### [ASSIGNMENT]
The records below need to be repeated exactly, with every picture left out.

### [DATASET CONTENT]

▼

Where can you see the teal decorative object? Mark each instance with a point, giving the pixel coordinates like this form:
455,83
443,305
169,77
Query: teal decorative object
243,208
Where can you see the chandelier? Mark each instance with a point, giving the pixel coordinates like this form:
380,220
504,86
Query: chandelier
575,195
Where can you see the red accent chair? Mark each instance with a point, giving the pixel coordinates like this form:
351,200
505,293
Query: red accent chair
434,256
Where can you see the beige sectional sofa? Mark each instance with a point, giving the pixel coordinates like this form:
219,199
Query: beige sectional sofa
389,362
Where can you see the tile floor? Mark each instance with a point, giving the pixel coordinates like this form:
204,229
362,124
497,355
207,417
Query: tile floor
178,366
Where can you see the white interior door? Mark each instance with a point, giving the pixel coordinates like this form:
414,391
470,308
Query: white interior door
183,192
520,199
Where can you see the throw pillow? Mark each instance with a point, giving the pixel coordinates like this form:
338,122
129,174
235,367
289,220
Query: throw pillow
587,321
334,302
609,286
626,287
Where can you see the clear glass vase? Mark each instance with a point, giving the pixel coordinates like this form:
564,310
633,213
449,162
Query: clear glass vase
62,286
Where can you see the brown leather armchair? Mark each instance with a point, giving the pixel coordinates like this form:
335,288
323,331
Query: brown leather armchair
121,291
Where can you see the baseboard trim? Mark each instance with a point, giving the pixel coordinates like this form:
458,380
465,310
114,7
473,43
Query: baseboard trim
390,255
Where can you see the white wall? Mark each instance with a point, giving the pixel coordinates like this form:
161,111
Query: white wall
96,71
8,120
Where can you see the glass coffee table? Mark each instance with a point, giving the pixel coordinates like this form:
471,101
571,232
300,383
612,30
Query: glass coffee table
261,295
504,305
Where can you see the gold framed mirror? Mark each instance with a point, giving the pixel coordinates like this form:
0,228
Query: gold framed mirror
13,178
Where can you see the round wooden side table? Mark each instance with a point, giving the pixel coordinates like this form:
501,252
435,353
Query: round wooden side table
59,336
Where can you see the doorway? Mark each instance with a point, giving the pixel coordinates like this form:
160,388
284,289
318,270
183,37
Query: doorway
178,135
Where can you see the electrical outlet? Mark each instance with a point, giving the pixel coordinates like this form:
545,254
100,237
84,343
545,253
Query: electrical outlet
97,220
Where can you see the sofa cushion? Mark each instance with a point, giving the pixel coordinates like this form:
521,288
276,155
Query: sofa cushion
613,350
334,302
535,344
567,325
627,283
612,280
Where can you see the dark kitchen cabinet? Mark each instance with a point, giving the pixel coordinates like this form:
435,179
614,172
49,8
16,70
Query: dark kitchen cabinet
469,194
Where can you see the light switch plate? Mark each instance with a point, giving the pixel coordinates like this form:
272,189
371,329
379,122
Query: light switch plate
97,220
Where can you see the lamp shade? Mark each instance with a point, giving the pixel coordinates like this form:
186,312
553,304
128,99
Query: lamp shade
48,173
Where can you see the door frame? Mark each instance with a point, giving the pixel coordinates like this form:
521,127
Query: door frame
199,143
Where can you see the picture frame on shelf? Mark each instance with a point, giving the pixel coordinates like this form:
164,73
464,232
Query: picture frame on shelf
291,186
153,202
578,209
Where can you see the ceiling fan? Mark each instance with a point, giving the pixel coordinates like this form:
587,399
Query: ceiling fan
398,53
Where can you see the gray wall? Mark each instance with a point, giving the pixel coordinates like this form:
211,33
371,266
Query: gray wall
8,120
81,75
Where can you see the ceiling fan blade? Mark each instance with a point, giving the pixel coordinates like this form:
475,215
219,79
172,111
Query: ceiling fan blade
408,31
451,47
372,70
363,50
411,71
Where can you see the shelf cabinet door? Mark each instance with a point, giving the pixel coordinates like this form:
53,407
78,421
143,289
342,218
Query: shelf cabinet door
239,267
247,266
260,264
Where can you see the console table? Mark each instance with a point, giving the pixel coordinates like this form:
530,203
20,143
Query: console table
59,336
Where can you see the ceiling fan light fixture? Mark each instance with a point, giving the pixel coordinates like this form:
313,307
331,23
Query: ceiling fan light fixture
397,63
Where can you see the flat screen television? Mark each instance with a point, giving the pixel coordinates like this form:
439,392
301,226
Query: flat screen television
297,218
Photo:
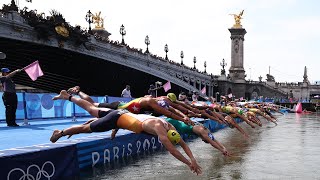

▲

### [SOLVED EXERCISE]
Where can you see the teal decorative object? Mark each instance with a point, giving the pixel coordinates like this form:
455,83
443,305
169,77
Query: teal decorative object
243,208
Where can you see the chandelier? Mark each instance with a point, giving the pixel coordinates like this form:
380,220
504,86
Query: chandelier
575,195
Where can you see the red accent chair? Mark each instance with a point, giving the pixel coordinates like this form:
351,200
505,293
Query: red accent chair
434,256
Where can you see the beige sectional sofa? Mark each instance with a point, giving the pixel coordinates like this form:
219,199
Query: beige sectional sofa
389,362
Where can you see the tile floor? Mark each instance with a point, giving the pixel coordinates like this form:
204,229
362,124
497,355
207,417
Query: tile floor
178,366
Where can you see the white interior door? Mark each instance with a point, giving the pixel coordinates like this form:
414,391
470,308
Query: white interior door
183,192
520,199
Where can you see the throw pillow? Mark each instance with a point, giving the pixel coordinates like this form:
338,122
129,174
235,367
289,220
Query: throw pillow
587,321
334,302
609,286
626,287
Where can you see the clear glass vase? Mark each instance with a point, giving the pixel coordinates like this form:
564,310
633,213
449,162
Query: clear glass vase
62,286
Where can you see the brown leather armchair? Mark each instance with a point, giving the pixel coordinates like this form:
335,288
323,331
Query: brown leather armchair
121,291
Where can you see the baseboard trim? Mark each instance with a point, giving the pixel coordinates like this form:
458,380
465,310
114,7
473,43
Query: baseboard trim
390,255
Where can you see the white wall? Mark each instance with a point, giving the pixel coordinates like this form:
161,111
Query: white wall
96,71
8,120
Where can you see the glass coffee table? Mark each instance with a point, giving the pixel coordinates like this form:
471,101
571,232
300,383
612,30
Query: glass coffee table
261,295
504,305
Where can you see the gold framed mirror? Mark each instance with a point, giving the pixel coordinates like this form:
0,228
Query: gold framed mirror
13,178
Where can you see the round wooden side table? Mark each instance with a point, giving the pixel coordinates like this form:
501,252
435,353
Query: round wooden side table
59,336
Where can you see the doorway? Mark each instance with a point, giving the pixel coordinates like this form:
160,388
284,289
318,270
183,37
Query: doorway
178,135
Where can you see the electrical outlet? Mark each instance with a point, giving the pixel coordinates like this form:
545,254
100,237
84,343
545,253
Query: electrical outlet
97,220
Where can you see the sofa cushion? Mark each instance with a point, giving the pixel coordinates like this form:
521,288
276,155
Query: sofa cushion
613,350
334,302
535,344
567,325
627,283
612,280
Where can you see the dark kitchen cabinet? Mark each instance with a point, giving the pixel coordinates like this form:
435,179
614,172
49,8
16,70
Query: dark kitchen cabinet
469,194
Where can you see the light switch plate? Mark each instance with a point, giving the pixel coordinates like this form:
272,189
371,329
379,122
Query: light switch plate
97,220
Where can you see the lamp shade? Mark each instance with a point, giving the pixel coordinates like this form:
186,312
553,304
128,99
Query: lamp shade
48,173
Where can you see the door frame? Mark each instance with a point, giving the pixel coordinates like this form:
521,127
Query: door frame
199,143
Where can you see the picture frame on shelf? Mark each instance with a point, giving the pixel coordinates like this form:
164,73
464,232
Query: picture frame on shelf
291,186
153,202
578,209
Where can you see the ceiling fan? Mark each instance with a point, giving the pixel coordinates like this form:
587,399
Query: ceiling fan
398,53
Where can you see the gray wall? Mark each instance with a point, giving the pixel coordinates like this form:
211,33
371,266
Query: gray wall
8,120
81,75
Where can you see the ceiling fan blade? Mark each instance with a point, giving the pixel coordinates like this form:
475,215
219,79
172,111
Query: ceiling fan blade
408,31
451,47
372,70
363,50
411,71
Where can you see the shelf cabinet door? Mark each instance with a point, giving the pixel coordinates like this form:
53,407
78,421
143,289
342,218
Query: shelf cabinet door
239,267
247,266
260,264
Where can you see the console table? Mark each instance with a point, giving the pixel coordinates like this form:
530,203
20,143
Query: console table
59,336
Where can you see the ceiling fan light fixture? Mark each instance with a point, giving the pixel coordinates like this form:
313,307
331,23
Query: ceiling fan light fixture
397,63
Where can you see the flat screen television? Mark each instance with a point, giving the pixel coordinates like this form:
439,392
301,226
Query: flat screen television
297,218
Photo:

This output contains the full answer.